● Exercise task: Copy the material word for word, starting at the line containing "Reviewer note: confirm that each instance of the yellow-green" and continuing through the line containing "[(39, 187), (98, 236), (50, 235)]", with both of those lines included.
--
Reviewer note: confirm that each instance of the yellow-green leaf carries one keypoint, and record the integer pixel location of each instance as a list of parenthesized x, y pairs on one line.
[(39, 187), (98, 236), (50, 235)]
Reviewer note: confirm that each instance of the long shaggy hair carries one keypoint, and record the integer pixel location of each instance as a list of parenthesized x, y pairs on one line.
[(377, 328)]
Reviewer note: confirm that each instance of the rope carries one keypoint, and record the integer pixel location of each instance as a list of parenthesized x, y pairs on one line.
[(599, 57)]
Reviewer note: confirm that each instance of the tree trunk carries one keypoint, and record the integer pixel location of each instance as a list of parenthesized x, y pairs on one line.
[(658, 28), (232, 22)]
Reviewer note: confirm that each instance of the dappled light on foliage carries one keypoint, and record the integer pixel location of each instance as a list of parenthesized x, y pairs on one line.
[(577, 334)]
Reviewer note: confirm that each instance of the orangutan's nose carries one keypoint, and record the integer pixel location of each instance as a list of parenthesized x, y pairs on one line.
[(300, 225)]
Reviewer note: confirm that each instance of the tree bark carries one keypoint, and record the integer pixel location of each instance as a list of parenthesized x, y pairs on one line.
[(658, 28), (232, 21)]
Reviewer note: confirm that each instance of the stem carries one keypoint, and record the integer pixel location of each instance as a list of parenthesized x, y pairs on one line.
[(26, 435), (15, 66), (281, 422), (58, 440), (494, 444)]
--
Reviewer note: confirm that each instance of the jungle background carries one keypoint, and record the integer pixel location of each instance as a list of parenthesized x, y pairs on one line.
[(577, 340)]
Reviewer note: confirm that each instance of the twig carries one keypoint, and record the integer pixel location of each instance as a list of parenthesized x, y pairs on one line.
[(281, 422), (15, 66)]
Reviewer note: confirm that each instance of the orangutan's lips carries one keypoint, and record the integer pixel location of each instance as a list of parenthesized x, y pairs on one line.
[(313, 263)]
--
● Answer for this exercise:
Reviewer note: confirm that each instance of the yellow-green leaf carries one keypoint, and record the integer pixel location of each instance as a list of parenthesized x, y pairs on one line.
[(39, 187), (98, 236), (50, 235)]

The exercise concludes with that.